Each entry has to be reproduced in full, exactly as given.

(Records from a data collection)
'''
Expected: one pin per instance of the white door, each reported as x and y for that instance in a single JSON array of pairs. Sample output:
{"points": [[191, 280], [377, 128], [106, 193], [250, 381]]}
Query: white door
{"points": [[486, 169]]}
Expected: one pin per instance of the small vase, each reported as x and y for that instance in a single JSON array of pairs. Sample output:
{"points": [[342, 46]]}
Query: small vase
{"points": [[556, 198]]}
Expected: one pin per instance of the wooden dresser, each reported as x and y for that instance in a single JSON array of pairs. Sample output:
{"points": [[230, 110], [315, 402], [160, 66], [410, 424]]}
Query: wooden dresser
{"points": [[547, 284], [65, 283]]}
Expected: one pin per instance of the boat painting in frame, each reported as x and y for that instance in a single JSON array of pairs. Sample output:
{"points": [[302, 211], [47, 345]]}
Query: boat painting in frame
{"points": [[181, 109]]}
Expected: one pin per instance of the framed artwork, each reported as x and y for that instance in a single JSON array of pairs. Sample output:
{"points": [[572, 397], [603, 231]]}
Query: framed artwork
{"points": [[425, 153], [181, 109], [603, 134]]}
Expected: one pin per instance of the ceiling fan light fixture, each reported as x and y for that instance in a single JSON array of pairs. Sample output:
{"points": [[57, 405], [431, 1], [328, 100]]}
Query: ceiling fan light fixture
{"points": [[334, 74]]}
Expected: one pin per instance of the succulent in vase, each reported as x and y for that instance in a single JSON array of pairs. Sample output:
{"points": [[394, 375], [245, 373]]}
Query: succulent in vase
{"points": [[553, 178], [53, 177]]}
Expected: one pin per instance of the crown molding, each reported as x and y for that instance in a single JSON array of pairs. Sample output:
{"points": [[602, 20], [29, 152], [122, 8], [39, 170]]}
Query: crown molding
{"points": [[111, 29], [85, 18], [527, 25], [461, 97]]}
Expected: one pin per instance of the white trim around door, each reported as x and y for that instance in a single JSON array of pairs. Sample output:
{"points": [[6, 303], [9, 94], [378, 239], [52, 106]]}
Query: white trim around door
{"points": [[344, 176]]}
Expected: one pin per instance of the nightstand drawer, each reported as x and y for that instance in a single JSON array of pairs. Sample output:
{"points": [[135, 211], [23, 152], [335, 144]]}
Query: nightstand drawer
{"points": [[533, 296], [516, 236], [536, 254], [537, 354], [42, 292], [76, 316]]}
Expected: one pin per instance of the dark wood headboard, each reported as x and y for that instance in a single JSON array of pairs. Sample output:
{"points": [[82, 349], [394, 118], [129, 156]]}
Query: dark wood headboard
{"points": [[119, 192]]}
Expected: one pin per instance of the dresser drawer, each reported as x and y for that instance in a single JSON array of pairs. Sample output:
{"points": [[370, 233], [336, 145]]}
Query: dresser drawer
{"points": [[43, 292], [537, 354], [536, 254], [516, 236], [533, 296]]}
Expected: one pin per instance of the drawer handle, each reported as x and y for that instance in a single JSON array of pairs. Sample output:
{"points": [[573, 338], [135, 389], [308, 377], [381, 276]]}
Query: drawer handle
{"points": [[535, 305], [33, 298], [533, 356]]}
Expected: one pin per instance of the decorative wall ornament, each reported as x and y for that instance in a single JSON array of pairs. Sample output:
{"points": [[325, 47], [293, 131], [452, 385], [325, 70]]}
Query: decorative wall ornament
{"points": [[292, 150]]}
'''
=== Output for this exercise ===
Expected: one pin per instance of the white door, each reported as x and y for that instance in a single JSON array of pairs. Sample output:
{"points": [[191, 280], [377, 128], [106, 193], [250, 381]]}
Query: white door
{"points": [[486, 169]]}
Expected: one pin per instance of the small vase, each reported as x and y for that instance in a single JSON array of pairs. Sample output:
{"points": [[342, 46]]}
Query: small vase
{"points": [[556, 198]]}
Expected: one pin per instance of the wooden dresser, each reported as x and y for that instance in a single JSON array of pairs. Sample output:
{"points": [[230, 110], [315, 402], [160, 66], [410, 424]]}
Query: wooden dresser
{"points": [[547, 284], [65, 283]]}
Expected: one pin per instance of the boat painting in frame, each reported as x and y for that instance in a single JSON array of pairs. Sample output:
{"points": [[302, 211], [47, 345]]}
Query: boat painting in frame
{"points": [[181, 109]]}
Expected: one pin per instance of the framed artwork, each reported as x and y for that instance in a single JSON array of pairs. Sample output:
{"points": [[572, 397], [603, 231]]}
Query: framed artwork
{"points": [[425, 153], [181, 109], [603, 134]]}
Expected: one pin per instance of the ceiling fan light fixture, each reported as x and y for that instance in a single JSON array of pairs. Sample output:
{"points": [[57, 405], [431, 1], [328, 100]]}
Query: ceiling fan light fixture
{"points": [[334, 74]]}
Expected: one pin per instance of the succulent in vase, each reported as x and y for that instance in a single JSON array of pairs. Sample output:
{"points": [[394, 375], [245, 373]]}
Query: succulent in vase
{"points": [[553, 178], [53, 177]]}
Expected: one pin per instance of the crown molding, each reported as x and y for that instance in a single JSON array of pairs. Sample output:
{"points": [[602, 20], [29, 152], [122, 8], [39, 170]]}
Query: crown molding
{"points": [[111, 29], [85, 18], [527, 25], [461, 97]]}
Expected: one pin per instance of the white trim around door, each reported as x and y for that instance in a single JSON array of pairs. Sample output:
{"points": [[6, 303], [9, 94], [378, 239], [52, 106]]}
Query: white trim around door
{"points": [[344, 176]]}
Expected: one pin per instance of the nightstand drawer, each reported as x and y for that instance in a single JSON array of pairs. Sample output:
{"points": [[135, 211], [23, 152], [335, 144]]}
Query: nightstand drawer
{"points": [[533, 296], [516, 236], [536, 254], [537, 354], [42, 292], [76, 316]]}
Expected: one pin per instance of the dark wood headboard, each reported as x and y for that instance in a single JSON array of pairs. Sample output:
{"points": [[82, 349], [394, 118], [129, 156]]}
Query: dark wood headboard
{"points": [[119, 192]]}
Expected: one pin per instance of the dresser drawer, each reported as x and y for that instance in a single JSON array of pairs. Sample output:
{"points": [[370, 233], [336, 145]]}
Query: dresser drawer
{"points": [[43, 292], [537, 354], [536, 254], [516, 236], [533, 296]]}
Expected: one pin per instance of the drawer handle, each reported as x and y for that instance in a single JSON array of pairs. Sample output:
{"points": [[573, 338], [135, 389], [308, 377], [381, 276]]}
Query: drawer handle
{"points": [[535, 305], [33, 298], [533, 356]]}
Expected: one pin per instance of the decorative wall ornament, each reported as x and y for that instance in a single JSON array of pairs. Sample output:
{"points": [[325, 47], [293, 131], [452, 385], [325, 70]]}
Query: decorative wall ornament
{"points": [[292, 150]]}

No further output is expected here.